Lay out these lines as a JSON list of strings, with one string for each line and no blank lines, covering all the data.

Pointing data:
+===+

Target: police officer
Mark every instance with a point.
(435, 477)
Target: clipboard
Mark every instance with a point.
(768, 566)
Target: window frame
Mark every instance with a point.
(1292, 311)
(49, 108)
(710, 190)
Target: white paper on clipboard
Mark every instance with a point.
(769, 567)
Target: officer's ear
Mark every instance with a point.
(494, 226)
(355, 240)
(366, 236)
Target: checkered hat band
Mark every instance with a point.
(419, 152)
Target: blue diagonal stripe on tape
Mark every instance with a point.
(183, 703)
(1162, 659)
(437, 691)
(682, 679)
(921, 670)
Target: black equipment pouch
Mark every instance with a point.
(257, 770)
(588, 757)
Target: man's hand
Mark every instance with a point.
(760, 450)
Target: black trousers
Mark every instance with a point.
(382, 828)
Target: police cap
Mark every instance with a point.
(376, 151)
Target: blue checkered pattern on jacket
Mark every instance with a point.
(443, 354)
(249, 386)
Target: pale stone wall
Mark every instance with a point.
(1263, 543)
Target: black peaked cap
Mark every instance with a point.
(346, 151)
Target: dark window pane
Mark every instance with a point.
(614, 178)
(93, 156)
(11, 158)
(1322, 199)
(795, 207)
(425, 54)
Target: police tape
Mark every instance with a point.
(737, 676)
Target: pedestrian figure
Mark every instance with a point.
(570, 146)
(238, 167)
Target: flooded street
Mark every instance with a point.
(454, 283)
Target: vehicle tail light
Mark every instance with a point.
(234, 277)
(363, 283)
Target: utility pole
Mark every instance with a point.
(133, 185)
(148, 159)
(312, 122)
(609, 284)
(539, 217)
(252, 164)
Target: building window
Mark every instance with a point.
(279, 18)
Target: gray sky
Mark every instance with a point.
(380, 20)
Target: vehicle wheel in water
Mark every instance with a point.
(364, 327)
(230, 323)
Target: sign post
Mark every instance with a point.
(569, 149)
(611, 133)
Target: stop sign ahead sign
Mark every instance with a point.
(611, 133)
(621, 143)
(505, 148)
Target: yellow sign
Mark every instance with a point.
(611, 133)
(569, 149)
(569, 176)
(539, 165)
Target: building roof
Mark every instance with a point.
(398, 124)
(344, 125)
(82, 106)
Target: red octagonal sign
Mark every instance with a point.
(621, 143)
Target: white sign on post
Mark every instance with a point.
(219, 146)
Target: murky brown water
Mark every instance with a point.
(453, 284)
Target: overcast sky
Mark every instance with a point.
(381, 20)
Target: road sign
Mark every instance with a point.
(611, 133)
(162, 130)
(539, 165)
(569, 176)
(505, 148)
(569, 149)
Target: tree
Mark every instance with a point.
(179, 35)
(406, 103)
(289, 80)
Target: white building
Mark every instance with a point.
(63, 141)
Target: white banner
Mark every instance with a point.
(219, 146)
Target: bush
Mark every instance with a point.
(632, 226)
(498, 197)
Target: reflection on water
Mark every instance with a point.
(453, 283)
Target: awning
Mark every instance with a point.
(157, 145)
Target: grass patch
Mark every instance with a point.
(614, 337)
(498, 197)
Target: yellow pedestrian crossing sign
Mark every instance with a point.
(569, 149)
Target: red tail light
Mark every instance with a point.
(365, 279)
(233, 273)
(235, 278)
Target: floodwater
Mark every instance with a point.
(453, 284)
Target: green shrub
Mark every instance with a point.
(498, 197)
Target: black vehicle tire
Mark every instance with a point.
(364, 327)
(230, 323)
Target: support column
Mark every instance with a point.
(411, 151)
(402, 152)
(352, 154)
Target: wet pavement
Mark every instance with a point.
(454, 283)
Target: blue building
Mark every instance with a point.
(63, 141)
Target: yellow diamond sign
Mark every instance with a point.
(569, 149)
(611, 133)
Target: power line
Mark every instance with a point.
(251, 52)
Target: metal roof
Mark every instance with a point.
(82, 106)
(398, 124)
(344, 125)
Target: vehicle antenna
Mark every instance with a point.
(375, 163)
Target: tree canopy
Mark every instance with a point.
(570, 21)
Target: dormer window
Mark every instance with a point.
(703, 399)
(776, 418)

+===+

Worked answer:
[
  "Target: police officer",
  "Mark every instance with a point.",
  "(435, 477)",
  "Target: clipboard",
  "Mark every instance with a point.",
  "(768, 566)",
  "Target: window frame",
  "Mark every instance with a point.",
  "(1292, 311)",
  "(49, 108)",
  "(710, 190)",
  "Target: white paper on clipboard",
  "Mark every instance with a point.",
  "(769, 567)",
  "Target: officer's ear",
  "Mark every instance with a point.",
  "(494, 226)",
  "(355, 240)",
  "(366, 236)",
  "Target: checkered hat band",
  "Mark every instance with a point.",
  "(419, 152)",
  "Target: blue diagonal stripe on tape",
  "Mark every instance with a point.",
  "(183, 703)",
  "(1162, 659)",
  "(437, 691)",
  "(682, 679)",
  "(921, 670)",
  "Target: black equipment pouch",
  "Mark every instance with a point.",
  "(257, 770)",
  "(588, 757)",
  "Target: man's hand",
  "Mark every instance with a point.",
  "(760, 450)",
  "Target: black trousers",
  "Mark every instance with a point.",
  "(382, 828)",
  "Target: police cap",
  "Mark every instance with a point.",
  "(376, 151)",
  "Target: blue checkered pattern on jacket",
  "Mark every instance with a point.",
  "(443, 354)",
  "(249, 386)",
  "Target: pale stone wall",
  "Mark every instance with a point.",
  "(1263, 543)",
  "Target: black peaked cap",
  "Mark every instance with a point.",
  "(346, 151)",
  "Target: dark window pane",
  "Mark every instance with a point.",
  "(614, 178)",
  "(93, 156)",
  "(11, 158)",
  "(1322, 199)",
  "(795, 207)",
  "(425, 54)",
  "Target: police tape",
  "Mark every instance with a point.",
  "(737, 676)",
  "Target: pedestrian figure",
  "Mark every instance with a point.",
  "(570, 146)",
  "(238, 167)",
  "Target: flooded street",
  "Mark every instance with a point.",
  "(454, 283)",
  "Target: vehicle tail light",
  "Mark every instance with a point.",
  "(234, 277)",
  "(363, 283)",
  "Target: utility pole",
  "Mark every instance with a point.",
  "(133, 185)",
  "(148, 159)",
  "(312, 122)",
  "(609, 284)",
  "(539, 217)",
  "(252, 164)",
  "Target: building window",
  "Mark every instance with a point.",
  "(279, 18)",
  "Target: gray sky",
  "Mark every instance with a point.",
  "(380, 20)",
  "Target: vehicle wheel in water",
  "Mark every instance with a point.",
  "(364, 327)",
  "(230, 323)",
  "Target: sign post",
  "Mark every instance with a point.",
  "(569, 149)",
  "(611, 133)",
  "Target: stop sign ahead sign",
  "Mark every instance with a point.",
  "(611, 133)",
  "(621, 143)",
  "(505, 148)",
  "Target: yellow sign",
  "Mark every instance with a point.",
  "(611, 133)",
  "(569, 149)",
  "(569, 176)",
  "(539, 165)",
  "Target: building roof",
  "Mark every instance with a point.",
  "(398, 124)",
  "(344, 125)",
  "(82, 106)",
  "Target: red octagonal sign",
  "Mark every instance with a point.",
  "(621, 143)",
  "Target: white sign on post",
  "Mark every instance with a point.",
  "(219, 146)",
  "Target: murky brown water",
  "Mark every instance with a point.",
  "(453, 284)",
  "Target: overcast sky",
  "Mark every instance with a point.",
  "(381, 20)",
  "Target: road sign",
  "Mark every instance with a point.",
  "(611, 133)",
  "(162, 130)",
  "(539, 165)",
  "(569, 176)",
  "(505, 148)",
  "(569, 149)",
  "Target: tree",
  "Mark every instance with a point.",
  "(179, 35)",
  "(406, 103)",
  "(289, 80)",
  "Target: white building",
  "Mark every instance with a point.",
  "(63, 141)",
  "Target: white banner",
  "Mark every instance with a point.",
  "(219, 146)",
  "Target: bush",
  "Mark every instance with a point.",
  "(632, 226)",
  "(498, 197)",
  "Target: reflection on water",
  "Mark every instance with a point.",
  "(453, 283)",
  "Target: awning",
  "Mark every instance with a point.",
  "(157, 145)",
  "Target: grass patch",
  "Mark every instance with a point.",
  "(614, 337)",
  "(498, 197)",
  "Target: yellow pedestrian crossing sign",
  "Mark every instance with a point.",
  "(569, 149)",
  "Target: red tail light",
  "Mark every instance with a point.",
  "(365, 279)",
  "(233, 273)",
  "(235, 278)",
  "Target: floodwater",
  "Mark every instance with a point.",
  "(453, 284)",
  "Target: green shrub",
  "Mark every instance with a point.",
  "(498, 197)",
  "Target: black vehicle tire",
  "Mark every instance with a point.",
  "(364, 327)",
  "(230, 323)",
  "Target: support column",
  "Mark every instance with a point.",
  "(411, 151)",
  "(402, 152)",
  "(352, 154)",
  "Target: wet pavement",
  "Mark every instance with a point.",
  "(454, 283)",
  "Target: blue building",
  "Mark every instance with a point.",
  "(63, 141)",
  "Target: yellow diamond sign",
  "Mark every instance with a point.",
  "(569, 149)",
  "(611, 133)",
  "Target: power line",
  "Mark every instance with a point.",
  "(251, 52)",
  "Target: metal roof",
  "Mark every instance with a point.",
  "(82, 106)",
  "(398, 124)",
  "(344, 125)",
  "Target: vehicle antenna",
  "Mark every instance with a point.",
  "(375, 163)",
  "Target: tree canopy",
  "Mark every instance with a point.",
  "(570, 21)",
  "Target: dormer window",
  "Mark every instance with a point.",
  "(703, 399)",
  "(776, 418)"
]